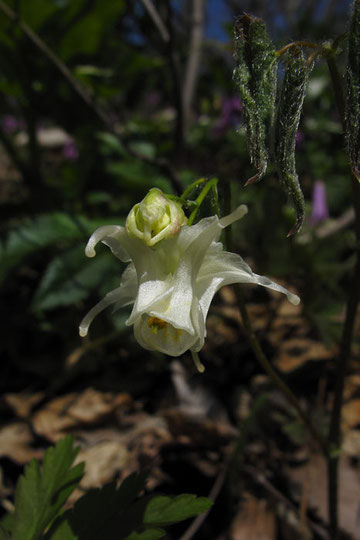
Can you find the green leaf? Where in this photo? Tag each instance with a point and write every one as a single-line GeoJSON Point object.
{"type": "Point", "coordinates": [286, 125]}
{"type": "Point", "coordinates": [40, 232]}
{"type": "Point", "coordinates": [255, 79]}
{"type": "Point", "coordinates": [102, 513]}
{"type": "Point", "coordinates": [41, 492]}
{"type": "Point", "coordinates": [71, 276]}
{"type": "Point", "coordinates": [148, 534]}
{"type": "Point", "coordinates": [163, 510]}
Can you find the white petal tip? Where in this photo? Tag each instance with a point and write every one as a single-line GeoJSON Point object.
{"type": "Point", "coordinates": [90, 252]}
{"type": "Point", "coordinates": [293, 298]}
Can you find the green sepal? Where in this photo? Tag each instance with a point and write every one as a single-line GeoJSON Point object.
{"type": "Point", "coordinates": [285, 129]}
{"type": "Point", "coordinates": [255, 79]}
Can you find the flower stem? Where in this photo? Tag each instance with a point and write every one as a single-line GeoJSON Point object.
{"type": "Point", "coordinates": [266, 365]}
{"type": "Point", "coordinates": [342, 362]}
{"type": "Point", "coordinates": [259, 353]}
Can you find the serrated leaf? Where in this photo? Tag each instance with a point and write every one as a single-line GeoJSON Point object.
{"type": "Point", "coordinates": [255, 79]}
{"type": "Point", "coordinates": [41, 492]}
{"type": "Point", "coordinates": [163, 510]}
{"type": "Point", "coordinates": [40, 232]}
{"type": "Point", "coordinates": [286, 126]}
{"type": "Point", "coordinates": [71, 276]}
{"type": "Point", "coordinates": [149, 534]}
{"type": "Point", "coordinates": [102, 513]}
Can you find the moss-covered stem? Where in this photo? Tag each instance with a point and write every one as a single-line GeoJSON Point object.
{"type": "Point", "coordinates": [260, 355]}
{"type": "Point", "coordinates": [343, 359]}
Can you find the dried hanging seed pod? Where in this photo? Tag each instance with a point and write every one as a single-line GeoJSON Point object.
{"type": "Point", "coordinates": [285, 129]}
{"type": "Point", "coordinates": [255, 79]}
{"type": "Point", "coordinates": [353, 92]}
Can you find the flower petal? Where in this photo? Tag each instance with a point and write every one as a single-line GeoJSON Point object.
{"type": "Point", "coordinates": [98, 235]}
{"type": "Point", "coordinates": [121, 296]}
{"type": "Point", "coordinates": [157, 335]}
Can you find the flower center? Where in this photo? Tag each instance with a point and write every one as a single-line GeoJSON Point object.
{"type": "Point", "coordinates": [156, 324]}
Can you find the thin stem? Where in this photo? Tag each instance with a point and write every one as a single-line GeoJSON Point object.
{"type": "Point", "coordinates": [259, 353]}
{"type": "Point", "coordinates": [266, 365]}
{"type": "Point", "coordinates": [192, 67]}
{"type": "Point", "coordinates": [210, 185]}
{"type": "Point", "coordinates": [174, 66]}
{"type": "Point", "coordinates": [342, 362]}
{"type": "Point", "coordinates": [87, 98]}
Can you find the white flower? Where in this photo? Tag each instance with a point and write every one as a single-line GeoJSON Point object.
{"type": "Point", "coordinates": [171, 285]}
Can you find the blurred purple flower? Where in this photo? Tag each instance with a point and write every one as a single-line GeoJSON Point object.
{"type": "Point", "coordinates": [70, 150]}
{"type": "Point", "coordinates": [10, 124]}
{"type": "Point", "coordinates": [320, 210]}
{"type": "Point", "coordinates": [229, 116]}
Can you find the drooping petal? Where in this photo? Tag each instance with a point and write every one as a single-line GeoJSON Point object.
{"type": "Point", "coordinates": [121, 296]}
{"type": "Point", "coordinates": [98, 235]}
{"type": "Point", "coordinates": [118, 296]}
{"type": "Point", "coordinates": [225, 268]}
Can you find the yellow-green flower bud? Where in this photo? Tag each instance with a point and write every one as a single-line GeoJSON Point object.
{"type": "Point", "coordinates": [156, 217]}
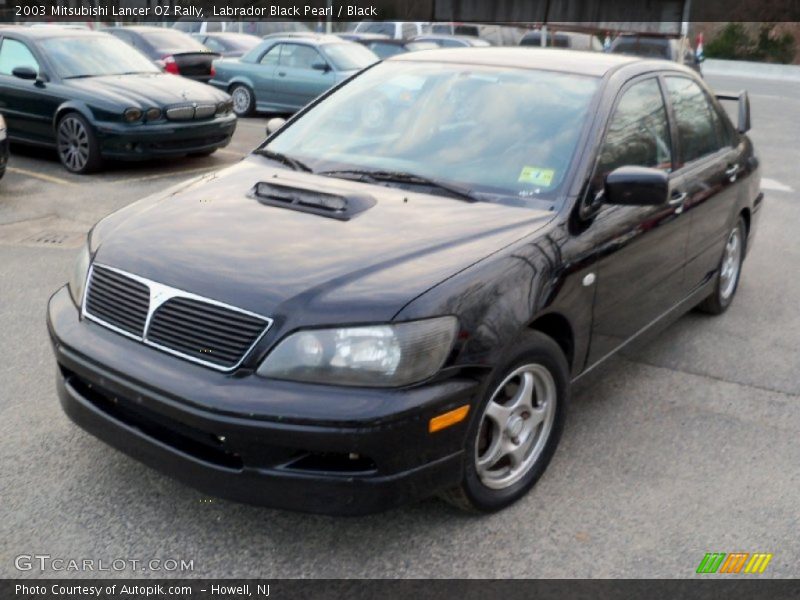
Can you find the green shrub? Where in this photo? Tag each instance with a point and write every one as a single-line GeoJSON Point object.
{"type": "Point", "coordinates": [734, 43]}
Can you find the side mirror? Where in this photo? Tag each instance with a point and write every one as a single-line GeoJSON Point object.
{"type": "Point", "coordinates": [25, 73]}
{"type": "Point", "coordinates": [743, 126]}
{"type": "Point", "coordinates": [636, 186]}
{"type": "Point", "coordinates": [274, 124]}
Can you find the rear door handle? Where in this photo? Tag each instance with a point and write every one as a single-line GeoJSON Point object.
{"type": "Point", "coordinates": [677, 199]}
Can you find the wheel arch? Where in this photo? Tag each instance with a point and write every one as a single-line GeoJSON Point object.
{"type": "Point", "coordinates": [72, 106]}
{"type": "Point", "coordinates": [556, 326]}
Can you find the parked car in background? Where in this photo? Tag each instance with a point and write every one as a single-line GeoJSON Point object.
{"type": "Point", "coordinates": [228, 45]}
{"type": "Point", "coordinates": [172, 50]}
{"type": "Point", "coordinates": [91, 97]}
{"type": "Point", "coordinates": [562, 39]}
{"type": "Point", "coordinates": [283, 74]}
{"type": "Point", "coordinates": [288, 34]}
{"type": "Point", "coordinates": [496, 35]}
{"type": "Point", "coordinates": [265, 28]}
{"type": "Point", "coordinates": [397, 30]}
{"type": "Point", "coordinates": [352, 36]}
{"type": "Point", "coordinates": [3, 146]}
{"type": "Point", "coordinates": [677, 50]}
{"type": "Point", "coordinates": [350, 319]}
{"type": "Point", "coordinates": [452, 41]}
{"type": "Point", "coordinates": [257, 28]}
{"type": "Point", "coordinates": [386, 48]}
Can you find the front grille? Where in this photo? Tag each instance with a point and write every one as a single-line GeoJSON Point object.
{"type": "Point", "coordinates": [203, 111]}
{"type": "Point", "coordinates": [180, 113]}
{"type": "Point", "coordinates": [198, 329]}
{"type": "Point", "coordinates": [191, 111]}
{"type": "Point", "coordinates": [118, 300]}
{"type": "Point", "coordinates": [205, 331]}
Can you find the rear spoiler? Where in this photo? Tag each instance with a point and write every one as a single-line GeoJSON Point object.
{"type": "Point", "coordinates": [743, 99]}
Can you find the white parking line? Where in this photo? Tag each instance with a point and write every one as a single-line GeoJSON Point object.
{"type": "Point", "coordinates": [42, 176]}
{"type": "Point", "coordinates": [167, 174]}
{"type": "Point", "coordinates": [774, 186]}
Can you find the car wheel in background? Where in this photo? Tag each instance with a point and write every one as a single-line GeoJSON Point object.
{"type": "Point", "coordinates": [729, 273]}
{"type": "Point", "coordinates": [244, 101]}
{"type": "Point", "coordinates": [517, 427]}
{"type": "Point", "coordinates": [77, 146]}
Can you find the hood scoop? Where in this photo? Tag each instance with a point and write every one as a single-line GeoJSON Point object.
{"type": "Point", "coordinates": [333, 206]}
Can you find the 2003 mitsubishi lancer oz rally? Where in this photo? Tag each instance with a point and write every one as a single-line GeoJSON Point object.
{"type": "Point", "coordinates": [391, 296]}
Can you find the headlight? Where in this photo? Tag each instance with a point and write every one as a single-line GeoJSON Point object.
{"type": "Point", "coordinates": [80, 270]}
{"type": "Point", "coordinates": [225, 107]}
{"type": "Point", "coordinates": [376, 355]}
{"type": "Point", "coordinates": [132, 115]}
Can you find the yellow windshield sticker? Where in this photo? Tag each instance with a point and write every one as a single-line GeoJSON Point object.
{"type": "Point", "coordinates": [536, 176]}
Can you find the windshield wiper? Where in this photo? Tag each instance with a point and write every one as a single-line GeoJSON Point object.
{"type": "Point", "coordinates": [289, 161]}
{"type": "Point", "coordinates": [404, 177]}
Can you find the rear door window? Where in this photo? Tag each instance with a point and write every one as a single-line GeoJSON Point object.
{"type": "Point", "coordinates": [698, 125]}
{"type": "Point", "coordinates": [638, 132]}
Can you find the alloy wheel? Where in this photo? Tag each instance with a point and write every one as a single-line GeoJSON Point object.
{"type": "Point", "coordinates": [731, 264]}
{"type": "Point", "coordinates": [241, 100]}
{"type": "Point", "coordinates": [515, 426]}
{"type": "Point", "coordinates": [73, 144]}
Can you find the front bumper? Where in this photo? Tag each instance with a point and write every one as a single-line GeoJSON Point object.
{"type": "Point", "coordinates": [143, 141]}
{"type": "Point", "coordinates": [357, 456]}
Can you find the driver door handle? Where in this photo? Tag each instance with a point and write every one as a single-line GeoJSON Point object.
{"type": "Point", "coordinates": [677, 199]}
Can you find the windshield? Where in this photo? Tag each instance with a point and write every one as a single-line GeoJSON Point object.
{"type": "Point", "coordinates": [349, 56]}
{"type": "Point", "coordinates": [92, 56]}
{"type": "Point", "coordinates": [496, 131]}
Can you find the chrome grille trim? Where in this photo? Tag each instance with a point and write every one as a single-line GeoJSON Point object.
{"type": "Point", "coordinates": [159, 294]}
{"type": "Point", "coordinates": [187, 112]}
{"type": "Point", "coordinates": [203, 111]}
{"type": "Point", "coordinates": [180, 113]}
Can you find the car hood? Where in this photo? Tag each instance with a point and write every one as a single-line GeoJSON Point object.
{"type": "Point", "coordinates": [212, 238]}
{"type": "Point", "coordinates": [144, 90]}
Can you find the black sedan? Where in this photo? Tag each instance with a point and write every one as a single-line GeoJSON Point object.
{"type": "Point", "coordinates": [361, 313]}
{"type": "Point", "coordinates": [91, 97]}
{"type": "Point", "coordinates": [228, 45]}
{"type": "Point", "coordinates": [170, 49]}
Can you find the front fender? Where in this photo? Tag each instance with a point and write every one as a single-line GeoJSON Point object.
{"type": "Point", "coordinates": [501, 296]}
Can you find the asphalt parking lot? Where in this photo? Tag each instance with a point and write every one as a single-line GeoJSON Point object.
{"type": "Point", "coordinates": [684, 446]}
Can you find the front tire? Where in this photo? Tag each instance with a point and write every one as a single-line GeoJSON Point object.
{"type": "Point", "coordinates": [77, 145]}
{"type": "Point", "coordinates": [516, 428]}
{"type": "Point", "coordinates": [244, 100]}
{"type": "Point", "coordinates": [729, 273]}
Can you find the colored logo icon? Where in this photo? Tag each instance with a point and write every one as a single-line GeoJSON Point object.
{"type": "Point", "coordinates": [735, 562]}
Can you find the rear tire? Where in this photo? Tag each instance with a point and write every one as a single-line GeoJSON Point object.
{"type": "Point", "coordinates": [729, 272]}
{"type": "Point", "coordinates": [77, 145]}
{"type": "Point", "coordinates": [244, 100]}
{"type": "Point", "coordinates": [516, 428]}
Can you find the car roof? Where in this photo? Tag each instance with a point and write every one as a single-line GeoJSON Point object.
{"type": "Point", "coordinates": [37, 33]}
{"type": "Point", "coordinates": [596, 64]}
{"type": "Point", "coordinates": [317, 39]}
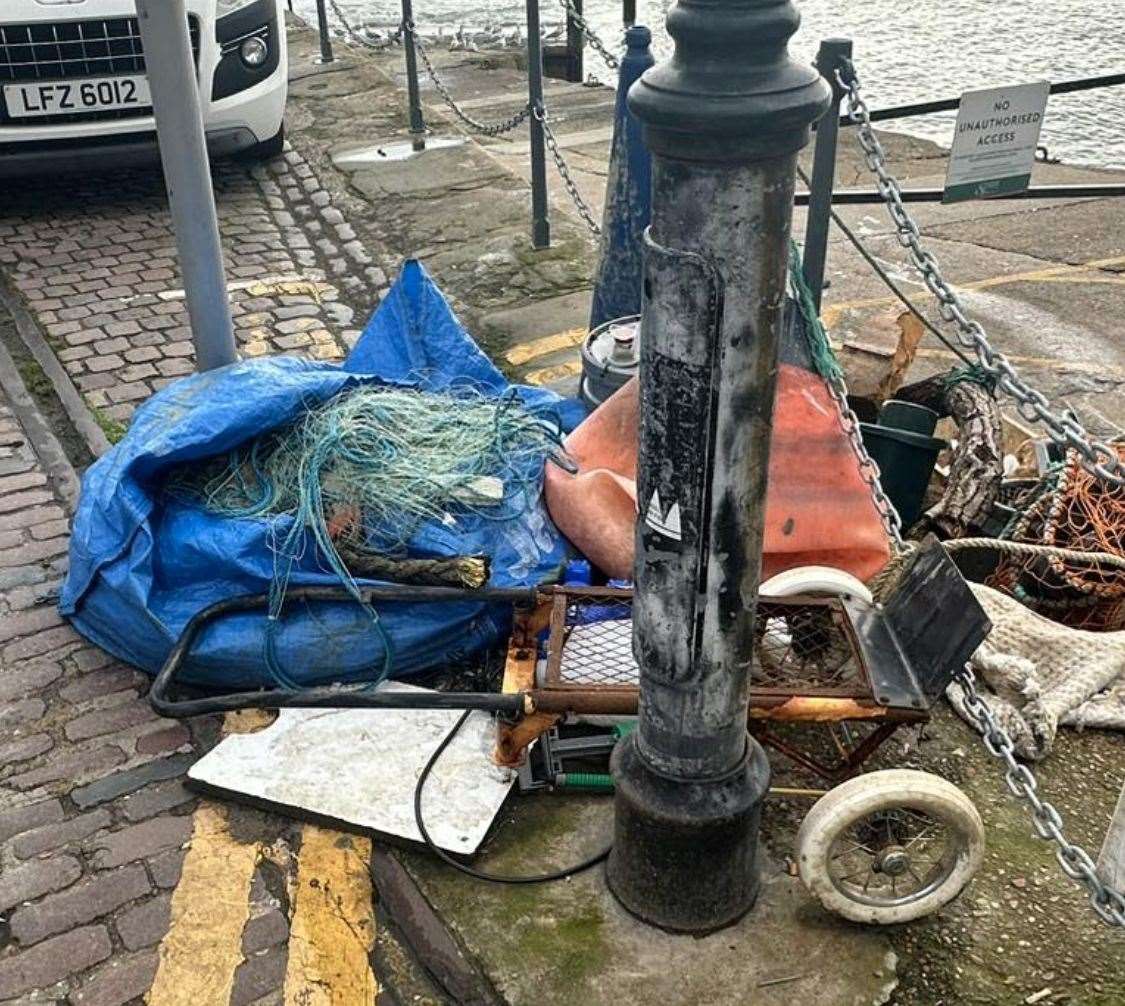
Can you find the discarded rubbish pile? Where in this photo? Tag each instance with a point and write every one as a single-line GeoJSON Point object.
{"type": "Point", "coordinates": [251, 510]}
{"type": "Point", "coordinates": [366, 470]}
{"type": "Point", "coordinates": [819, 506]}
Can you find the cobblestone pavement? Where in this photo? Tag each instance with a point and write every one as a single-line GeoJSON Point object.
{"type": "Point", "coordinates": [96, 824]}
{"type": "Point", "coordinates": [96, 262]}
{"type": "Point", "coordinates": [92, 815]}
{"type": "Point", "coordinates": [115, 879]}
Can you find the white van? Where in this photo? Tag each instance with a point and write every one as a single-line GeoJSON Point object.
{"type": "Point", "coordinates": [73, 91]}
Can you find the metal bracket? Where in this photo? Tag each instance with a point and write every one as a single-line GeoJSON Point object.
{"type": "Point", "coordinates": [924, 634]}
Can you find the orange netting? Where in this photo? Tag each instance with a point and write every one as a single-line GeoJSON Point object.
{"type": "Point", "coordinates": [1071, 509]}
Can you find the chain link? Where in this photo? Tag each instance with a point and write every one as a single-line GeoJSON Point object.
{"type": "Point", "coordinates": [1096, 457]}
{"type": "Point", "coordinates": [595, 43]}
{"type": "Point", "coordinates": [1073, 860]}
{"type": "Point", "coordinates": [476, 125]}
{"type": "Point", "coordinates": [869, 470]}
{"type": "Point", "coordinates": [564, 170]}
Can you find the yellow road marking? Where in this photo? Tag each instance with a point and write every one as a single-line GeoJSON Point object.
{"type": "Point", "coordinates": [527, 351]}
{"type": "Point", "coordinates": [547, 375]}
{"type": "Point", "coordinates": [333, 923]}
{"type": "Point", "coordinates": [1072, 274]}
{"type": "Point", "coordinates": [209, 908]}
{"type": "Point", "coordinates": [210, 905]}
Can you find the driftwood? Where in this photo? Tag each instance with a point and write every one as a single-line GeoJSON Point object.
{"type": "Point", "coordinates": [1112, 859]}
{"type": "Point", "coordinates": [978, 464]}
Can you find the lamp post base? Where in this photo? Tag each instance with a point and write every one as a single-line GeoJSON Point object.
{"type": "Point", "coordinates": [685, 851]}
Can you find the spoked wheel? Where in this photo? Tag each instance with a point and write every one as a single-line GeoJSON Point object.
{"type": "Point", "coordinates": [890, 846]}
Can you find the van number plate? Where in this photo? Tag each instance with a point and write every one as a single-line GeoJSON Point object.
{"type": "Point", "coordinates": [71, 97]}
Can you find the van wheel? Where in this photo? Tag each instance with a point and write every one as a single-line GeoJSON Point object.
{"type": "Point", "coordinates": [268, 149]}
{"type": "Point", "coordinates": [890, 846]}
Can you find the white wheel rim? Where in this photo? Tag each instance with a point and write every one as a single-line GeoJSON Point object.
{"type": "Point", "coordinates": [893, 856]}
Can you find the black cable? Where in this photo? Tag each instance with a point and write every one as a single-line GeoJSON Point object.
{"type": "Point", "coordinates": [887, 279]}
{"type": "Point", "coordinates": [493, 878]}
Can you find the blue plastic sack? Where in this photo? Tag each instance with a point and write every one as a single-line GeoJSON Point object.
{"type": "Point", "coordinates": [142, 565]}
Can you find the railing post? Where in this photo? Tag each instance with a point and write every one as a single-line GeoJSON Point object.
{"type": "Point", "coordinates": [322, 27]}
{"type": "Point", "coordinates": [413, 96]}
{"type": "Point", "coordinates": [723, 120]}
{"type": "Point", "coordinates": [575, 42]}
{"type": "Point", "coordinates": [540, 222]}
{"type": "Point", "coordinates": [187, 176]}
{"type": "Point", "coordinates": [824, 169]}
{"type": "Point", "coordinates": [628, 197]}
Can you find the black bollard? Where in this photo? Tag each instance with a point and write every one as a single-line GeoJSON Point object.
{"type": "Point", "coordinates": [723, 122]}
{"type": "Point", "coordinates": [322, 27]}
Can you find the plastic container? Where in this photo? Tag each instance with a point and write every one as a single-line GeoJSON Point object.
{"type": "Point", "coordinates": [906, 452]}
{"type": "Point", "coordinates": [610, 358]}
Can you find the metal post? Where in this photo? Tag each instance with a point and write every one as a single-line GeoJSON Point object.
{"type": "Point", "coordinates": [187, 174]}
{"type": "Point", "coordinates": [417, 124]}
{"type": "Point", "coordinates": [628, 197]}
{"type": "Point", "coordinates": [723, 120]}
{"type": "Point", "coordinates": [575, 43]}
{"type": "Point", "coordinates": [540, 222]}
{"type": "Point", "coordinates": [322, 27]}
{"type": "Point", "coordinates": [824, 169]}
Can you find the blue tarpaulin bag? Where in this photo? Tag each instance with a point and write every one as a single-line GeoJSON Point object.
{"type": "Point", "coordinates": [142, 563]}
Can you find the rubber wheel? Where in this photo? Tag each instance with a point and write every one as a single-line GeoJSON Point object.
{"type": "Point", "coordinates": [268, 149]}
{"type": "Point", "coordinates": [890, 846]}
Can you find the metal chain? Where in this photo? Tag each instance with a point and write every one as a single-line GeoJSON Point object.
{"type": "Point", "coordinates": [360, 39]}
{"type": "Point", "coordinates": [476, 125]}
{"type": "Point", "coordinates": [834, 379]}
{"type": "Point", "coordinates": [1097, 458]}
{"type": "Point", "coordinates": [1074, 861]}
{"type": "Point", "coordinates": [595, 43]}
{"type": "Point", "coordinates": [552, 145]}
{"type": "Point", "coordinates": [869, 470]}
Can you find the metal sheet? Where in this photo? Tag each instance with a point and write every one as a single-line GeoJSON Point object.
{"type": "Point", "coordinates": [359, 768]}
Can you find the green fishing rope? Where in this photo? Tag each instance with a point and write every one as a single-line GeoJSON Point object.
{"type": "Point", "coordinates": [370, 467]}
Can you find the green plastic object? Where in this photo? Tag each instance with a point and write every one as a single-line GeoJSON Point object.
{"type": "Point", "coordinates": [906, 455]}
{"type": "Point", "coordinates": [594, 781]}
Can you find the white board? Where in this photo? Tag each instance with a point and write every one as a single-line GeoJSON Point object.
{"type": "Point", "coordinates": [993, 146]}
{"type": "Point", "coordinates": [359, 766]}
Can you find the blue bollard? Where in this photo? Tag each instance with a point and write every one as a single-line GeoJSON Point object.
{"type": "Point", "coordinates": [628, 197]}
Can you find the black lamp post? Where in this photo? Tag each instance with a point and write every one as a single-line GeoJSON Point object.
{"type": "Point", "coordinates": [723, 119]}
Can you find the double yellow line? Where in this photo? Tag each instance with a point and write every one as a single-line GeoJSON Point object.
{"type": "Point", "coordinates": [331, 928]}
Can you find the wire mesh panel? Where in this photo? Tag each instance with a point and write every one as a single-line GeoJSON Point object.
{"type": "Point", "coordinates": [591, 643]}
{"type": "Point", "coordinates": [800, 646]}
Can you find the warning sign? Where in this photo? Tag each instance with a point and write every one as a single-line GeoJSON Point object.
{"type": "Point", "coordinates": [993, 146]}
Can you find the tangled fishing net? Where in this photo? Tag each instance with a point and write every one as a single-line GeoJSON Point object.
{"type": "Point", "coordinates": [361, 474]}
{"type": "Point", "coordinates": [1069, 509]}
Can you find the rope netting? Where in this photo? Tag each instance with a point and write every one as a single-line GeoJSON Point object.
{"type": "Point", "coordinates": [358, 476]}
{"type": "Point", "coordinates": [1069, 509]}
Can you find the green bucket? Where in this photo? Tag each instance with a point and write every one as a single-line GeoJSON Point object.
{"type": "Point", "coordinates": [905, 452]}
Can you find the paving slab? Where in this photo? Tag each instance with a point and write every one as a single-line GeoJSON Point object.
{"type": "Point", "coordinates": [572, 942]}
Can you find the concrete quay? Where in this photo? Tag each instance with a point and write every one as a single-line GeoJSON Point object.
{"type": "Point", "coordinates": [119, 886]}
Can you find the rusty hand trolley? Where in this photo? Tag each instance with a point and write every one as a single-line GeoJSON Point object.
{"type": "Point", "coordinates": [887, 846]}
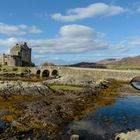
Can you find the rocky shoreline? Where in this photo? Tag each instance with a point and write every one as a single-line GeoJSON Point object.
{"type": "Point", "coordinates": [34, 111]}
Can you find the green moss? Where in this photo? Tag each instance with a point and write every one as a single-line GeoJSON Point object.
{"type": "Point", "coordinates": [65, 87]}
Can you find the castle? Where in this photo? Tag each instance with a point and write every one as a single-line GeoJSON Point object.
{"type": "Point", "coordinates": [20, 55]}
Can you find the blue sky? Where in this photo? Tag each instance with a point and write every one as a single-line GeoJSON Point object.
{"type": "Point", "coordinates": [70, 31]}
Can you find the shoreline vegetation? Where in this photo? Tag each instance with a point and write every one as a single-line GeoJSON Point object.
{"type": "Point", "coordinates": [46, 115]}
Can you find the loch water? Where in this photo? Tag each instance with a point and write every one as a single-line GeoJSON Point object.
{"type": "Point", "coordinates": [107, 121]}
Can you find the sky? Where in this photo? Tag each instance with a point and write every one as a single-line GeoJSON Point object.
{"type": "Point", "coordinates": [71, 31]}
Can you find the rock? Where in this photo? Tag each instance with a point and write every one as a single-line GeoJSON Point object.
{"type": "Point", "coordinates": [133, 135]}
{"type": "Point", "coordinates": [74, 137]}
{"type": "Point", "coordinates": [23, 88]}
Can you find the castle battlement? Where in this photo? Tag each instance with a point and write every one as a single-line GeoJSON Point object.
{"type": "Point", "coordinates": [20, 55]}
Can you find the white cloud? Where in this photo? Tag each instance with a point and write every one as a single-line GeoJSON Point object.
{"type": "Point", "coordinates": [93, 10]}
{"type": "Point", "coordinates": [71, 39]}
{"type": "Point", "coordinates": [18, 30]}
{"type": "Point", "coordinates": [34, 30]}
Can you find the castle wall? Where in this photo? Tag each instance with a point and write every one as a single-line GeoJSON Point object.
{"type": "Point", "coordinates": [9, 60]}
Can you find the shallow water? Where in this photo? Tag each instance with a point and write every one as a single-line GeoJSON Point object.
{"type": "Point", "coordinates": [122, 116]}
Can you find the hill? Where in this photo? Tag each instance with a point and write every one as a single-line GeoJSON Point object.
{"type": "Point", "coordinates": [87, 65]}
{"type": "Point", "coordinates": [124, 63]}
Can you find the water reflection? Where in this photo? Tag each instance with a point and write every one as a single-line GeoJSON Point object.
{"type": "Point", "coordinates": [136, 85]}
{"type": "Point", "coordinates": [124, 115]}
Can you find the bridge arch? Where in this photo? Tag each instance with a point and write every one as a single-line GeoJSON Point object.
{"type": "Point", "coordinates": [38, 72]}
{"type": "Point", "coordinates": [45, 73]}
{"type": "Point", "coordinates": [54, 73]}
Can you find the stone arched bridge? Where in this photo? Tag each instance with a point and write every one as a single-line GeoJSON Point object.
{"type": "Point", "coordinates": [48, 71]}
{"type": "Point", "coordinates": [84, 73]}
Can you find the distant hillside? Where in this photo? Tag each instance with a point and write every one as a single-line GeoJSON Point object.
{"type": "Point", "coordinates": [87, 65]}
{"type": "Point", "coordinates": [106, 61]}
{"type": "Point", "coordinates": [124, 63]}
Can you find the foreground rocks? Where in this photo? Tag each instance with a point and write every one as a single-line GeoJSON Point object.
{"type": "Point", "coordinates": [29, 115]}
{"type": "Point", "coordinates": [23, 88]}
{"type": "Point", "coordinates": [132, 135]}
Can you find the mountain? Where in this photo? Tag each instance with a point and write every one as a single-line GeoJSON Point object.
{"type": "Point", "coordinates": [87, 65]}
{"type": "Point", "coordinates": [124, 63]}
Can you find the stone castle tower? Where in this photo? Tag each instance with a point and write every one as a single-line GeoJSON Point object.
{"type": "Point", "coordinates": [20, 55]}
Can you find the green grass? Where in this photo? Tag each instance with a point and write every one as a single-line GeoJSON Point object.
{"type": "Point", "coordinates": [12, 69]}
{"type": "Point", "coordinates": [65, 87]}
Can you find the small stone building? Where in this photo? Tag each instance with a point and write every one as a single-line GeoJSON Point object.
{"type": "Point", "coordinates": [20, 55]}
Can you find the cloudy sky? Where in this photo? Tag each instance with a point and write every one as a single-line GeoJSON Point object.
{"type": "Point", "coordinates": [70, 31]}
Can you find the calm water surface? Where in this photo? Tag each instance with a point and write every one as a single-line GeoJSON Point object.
* * * * * * *
**Stated goal**
Copy only this span: the line that contains "Can you find the green grass?", the last line, and every line between them.

**Written answer**
Can you find the green grass? Where in this photo? Tag each instance with a point and write every one as a single-line GeoJSON Point object.
{"type": "Point", "coordinates": [12, 69]}
{"type": "Point", "coordinates": [65, 87]}
Can you find the small stone building? Where in this photo? Tag each instance with a point and write every one as a single-line GeoJSON Point object.
{"type": "Point", "coordinates": [20, 55]}
Can you find the cloudy sky? Where in this photo? Tag each instance with a point and write every one as a single-line GeoJSON Point object.
{"type": "Point", "coordinates": [70, 31]}
Can you find the calm water surface? Where in this photo? Tag each instance with a point and write every one as a single-line GeoJSON Point object.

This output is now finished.